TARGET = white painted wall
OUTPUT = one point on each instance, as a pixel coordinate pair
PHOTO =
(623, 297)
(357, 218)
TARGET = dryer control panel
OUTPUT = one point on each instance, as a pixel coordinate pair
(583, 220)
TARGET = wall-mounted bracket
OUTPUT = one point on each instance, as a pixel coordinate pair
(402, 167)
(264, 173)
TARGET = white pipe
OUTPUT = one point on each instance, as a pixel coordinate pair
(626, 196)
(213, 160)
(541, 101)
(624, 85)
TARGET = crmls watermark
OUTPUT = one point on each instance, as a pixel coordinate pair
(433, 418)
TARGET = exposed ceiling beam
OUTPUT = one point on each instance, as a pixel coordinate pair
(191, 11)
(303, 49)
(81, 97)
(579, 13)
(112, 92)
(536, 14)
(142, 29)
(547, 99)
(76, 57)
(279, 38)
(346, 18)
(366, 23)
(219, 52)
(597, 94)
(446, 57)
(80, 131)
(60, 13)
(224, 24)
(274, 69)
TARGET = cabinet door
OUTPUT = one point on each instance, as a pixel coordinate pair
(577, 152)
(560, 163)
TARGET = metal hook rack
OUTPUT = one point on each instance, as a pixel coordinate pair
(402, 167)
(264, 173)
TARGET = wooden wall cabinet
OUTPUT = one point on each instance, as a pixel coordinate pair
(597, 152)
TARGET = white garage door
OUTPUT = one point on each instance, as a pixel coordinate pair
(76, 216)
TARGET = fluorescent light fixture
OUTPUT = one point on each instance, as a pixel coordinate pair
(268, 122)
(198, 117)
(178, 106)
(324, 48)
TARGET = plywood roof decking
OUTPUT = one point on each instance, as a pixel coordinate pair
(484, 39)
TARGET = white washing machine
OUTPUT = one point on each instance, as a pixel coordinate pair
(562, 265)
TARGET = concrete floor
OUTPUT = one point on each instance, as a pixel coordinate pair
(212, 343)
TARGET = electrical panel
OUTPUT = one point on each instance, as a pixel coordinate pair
* * *
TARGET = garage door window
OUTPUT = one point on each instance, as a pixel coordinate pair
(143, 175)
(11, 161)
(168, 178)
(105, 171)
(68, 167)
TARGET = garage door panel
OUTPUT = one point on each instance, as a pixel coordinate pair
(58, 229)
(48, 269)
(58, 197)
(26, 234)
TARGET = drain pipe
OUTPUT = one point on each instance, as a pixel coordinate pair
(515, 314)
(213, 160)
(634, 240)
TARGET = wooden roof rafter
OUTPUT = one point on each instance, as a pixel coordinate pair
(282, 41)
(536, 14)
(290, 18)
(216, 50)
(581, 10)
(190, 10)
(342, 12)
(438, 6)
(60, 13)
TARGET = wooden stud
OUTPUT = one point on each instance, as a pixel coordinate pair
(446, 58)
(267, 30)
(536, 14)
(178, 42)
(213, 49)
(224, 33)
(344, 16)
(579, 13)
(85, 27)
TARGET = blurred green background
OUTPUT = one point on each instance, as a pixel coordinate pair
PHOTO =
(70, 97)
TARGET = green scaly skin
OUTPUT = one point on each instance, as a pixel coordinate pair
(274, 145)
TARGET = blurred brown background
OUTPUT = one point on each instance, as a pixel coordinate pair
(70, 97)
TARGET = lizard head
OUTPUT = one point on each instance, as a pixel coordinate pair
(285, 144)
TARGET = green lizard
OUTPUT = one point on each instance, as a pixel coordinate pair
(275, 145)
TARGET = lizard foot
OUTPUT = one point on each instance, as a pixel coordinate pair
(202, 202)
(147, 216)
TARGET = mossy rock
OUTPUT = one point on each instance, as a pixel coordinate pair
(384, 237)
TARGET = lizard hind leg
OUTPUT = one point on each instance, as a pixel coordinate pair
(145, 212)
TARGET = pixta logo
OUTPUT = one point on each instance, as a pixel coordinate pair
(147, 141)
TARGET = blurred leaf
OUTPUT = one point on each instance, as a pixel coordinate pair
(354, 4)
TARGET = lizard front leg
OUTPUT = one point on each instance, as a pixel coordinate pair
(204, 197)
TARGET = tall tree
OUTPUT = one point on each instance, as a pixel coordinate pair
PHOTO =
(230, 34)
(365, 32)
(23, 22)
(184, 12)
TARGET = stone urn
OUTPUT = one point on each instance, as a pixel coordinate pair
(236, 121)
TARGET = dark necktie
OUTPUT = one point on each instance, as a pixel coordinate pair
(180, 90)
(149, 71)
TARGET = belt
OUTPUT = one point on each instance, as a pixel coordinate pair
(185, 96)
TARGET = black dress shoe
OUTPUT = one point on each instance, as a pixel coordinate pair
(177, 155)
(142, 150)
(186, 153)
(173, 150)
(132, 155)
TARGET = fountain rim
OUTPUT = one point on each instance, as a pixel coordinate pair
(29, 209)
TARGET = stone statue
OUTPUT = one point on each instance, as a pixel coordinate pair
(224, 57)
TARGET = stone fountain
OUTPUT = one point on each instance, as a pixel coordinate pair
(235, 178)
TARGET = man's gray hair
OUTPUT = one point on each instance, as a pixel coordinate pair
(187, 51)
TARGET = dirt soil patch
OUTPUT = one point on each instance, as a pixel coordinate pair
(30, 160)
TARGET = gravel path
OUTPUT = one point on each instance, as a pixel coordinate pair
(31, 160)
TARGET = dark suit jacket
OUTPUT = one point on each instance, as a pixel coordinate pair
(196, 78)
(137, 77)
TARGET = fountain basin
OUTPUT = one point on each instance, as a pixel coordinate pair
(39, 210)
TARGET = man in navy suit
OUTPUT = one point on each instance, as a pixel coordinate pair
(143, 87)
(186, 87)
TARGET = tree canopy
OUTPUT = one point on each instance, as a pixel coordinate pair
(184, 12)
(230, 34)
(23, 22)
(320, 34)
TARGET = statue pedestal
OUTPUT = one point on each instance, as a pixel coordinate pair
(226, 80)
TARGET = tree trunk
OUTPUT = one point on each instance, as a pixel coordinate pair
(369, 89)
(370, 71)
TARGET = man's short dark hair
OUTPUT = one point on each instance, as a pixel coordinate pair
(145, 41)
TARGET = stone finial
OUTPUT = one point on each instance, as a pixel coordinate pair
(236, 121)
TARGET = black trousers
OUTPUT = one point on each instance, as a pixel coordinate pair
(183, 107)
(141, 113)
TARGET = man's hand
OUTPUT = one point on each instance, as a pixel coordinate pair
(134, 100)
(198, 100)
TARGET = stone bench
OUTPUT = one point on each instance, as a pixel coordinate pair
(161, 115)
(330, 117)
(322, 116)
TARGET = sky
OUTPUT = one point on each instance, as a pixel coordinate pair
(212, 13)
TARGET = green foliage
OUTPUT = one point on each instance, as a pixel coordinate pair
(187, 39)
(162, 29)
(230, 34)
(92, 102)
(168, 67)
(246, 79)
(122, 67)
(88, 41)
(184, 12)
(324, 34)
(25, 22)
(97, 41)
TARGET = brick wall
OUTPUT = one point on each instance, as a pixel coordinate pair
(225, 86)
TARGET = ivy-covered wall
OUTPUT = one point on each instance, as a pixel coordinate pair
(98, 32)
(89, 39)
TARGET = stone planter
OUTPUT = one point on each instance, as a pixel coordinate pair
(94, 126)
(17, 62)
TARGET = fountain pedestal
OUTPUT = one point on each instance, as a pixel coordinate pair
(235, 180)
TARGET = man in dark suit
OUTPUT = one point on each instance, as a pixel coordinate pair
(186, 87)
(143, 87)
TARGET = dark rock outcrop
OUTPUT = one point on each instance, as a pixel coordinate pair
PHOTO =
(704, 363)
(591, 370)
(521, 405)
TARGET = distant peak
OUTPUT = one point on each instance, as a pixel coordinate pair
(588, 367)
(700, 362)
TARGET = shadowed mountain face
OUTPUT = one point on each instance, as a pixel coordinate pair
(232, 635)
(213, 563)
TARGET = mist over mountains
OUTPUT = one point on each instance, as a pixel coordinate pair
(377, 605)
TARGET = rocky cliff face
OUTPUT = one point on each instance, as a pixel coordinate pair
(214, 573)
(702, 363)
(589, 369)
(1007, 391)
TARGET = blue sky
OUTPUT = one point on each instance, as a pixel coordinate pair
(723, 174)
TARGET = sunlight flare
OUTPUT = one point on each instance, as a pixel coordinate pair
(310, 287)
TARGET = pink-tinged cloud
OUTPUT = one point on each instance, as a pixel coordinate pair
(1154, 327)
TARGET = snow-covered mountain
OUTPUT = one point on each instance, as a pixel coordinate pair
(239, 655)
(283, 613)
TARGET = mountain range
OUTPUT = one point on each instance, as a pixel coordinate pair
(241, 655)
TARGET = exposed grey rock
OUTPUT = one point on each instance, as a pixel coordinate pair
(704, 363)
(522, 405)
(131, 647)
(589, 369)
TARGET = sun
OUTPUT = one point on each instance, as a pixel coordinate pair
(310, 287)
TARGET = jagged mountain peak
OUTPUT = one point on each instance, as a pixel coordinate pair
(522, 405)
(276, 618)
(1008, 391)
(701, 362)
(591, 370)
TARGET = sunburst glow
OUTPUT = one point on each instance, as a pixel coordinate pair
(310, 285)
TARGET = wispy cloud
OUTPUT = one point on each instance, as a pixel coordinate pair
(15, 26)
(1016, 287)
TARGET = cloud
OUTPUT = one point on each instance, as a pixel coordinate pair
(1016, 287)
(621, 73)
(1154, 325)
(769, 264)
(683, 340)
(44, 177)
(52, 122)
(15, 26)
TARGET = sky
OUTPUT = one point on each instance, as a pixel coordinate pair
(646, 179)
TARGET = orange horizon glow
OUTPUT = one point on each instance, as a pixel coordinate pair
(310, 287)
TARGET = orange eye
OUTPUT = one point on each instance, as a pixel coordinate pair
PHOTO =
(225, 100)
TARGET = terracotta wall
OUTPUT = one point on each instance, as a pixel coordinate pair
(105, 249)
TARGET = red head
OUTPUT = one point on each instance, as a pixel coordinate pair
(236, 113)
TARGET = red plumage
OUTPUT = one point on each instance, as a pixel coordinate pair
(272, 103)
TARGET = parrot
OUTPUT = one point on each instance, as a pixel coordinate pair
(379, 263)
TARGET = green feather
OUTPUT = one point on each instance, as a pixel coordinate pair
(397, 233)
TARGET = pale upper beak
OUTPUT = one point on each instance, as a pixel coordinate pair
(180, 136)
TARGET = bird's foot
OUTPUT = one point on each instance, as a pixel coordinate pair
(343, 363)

» Task to complete
Reproduce exactly, and only, the part of the listing above that begins at the line with "TARGET = white painted wall" and goes on through the line with "TARGET = white pipe".

» Answer to this problem
TARGET = white painted wall
OUTPUT = one point on each instance, as a pixel coordinate pair
PHOTO =
(623, 297)
(357, 218)
TARGET = dryer control panel
OUTPUT = one point on each instance, as a pixel coordinate pair
(583, 220)
TARGET = wall-mounted bracket
OUTPUT = one point on each instance, as a pixel coordinate pair
(402, 167)
(264, 173)
TARGET = white pipe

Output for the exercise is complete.